* Work required *
Reproduce every item below verbatim.

* Dataset rows *
+++

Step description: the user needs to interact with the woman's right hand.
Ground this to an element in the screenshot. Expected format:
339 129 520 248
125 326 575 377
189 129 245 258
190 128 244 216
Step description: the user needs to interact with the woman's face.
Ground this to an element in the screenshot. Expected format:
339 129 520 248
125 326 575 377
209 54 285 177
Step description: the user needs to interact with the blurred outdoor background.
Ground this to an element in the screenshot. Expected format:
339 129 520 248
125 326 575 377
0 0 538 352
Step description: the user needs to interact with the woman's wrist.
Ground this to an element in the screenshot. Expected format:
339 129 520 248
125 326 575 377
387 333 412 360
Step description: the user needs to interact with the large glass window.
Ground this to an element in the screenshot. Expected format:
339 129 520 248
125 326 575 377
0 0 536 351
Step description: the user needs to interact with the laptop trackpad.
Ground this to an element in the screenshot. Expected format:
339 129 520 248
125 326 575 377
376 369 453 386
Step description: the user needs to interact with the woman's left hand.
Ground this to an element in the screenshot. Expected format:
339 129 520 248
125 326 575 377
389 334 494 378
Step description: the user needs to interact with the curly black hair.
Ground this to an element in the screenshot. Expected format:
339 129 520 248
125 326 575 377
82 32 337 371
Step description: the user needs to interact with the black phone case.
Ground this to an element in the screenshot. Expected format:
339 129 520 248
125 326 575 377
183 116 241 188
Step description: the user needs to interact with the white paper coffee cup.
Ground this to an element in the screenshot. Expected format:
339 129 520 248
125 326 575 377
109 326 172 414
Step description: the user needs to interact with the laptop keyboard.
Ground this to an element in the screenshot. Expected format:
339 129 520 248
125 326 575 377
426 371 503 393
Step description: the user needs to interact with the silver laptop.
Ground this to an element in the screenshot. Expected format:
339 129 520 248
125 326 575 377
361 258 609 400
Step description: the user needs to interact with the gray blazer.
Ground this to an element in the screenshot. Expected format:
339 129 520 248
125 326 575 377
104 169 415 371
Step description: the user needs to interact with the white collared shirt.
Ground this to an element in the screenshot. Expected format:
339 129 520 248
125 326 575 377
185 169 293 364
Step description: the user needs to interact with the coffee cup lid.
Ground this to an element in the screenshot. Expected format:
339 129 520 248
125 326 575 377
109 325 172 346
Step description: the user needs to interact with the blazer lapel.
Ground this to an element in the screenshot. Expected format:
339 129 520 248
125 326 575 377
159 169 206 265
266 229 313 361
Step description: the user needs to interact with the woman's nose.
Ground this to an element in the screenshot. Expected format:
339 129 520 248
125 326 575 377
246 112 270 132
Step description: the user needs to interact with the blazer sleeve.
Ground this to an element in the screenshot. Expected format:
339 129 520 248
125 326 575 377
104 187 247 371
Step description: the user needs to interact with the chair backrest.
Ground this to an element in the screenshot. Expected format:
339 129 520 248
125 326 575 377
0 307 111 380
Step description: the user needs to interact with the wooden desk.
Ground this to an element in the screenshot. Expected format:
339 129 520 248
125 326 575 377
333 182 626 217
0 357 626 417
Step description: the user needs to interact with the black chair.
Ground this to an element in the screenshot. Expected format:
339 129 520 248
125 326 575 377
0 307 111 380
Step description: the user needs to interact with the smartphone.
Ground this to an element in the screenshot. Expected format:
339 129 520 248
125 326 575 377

+++

* Full response *
Step description: the user needs to interact with the woman's right hand.
Ground this to an element in the screenshot. Expected format:
339 129 520 248
125 326 575 377
189 129 245 258
190 128 244 216
Step description: the user needs to interact with the woman's face.
Ground this to an element in the screenshot. Expected format:
339 129 520 248
125 326 575 377
209 54 285 177
Step description: the user needs to interact with the blurred outdoor background.
Ground this to an element in the screenshot. Expected format:
339 129 520 248
125 326 575 377
0 0 538 352
Step description: the user needs to interact with the woman's wrist.
Ground this to an element in the screenshot. Expected format:
339 129 520 248
125 326 575 377
387 333 412 360
Step description: the user needs to interact with the large glass window.
Ground this to an element in the screenshot. Expected format:
339 129 520 248
125 326 575 377
0 0 536 351
Step description: the user needs to interact with the laptop trackpad.
Ground this to an element in the screenshot. Expected format:
339 129 520 248
125 326 575 377
376 369 453 386
Step description: the user needs to interact with the woman's left hand.
Ground this to an element in the screenshot. Expected format:
339 129 520 248
125 326 575 377
389 334 494 378
Step description: the user needs to interact with the curly black hair.
Ground this to an element in the screenshot. Expected format:
339 129 520 248
125 326 575 377
82 32 337 371
Step description: the user needs to interact with the black phone case.
Ground this to an element in the screenshot. Expected format:
339 129 520 248
125 326 575 377
183 116 241 188
Step description: the user needs to interact with the white paper coffee cup.
Ground this to an element in the screenshot. Expected format:
339 129 520 248
125 326 575 377
109 326 172 414
Step description: the user needs to interact with the laptop keyboard.
Ground this to an element in the screenshot. Expected format:
339 129 520 248
125 326 575 377
426 371 503 393
Step description: the user needs to interact with the silver laptop.
Ground this to an element in the screenshot. Expected format:
339 129 520 248
125 326 575 377
361 258 609 400
Step description: the user needs to interact with the gray blazer.
Ground this to an element in the screenshot. Expected format:
339 129 520 248
125 326 575 377
104 169 415 371
Step description: the user needs to interact with the white collared shirt.
Ground this to an element in the screenshot. Expected format:
339 129 520 248
125 326 575 377
185 169 293 364
Step description: the user needs to interact with the coffee cup lid.
Ground this to an element in the screenshot. Expected format:
339 129 520 248
125 326 575 377
109 325 172 346
Step description: the user needs to interact with the blazer lapel.
Ground this to an element in the screenshot. Expected format:
339 129 520 248
125 326 575 377
159 169 206 265
266 229 313 361
Step description: the user needs to interact with the woman's nose.
Ground this to an element in the screenshot. Expected format:
339 129 520 248
125 326 575 377
246 112 270 132
Step description: the user needs to interact with the blazer sleeve.
Ground this to an element in the screenshot. Expected format:
339 129 520 248
125 326 575 377
104 187 247 371
Step description: the user needs to interact with the chair backrest.
Ground this to an element in the screenshot. Expected format:
339 129 520 248
125 326 575 377
0 307 111 380
Step description: the user needs to interact with the wooden desk.
Ground this to an element in the screenshot. Expected format:
339 129 520 248
125 326 575 377
333 182 626 217
0 357 626 417
Step description: the user needs to interact with the black chair.
Ground this to an element in the screenshot. Expected format:
339 129 520 248
125 326 575 377
0 307 111 380
Step description: the user needs to interact with the smartphone.
Ground this to an element in the screenshot. Expected format:
339 129 520 248
125 326 575 377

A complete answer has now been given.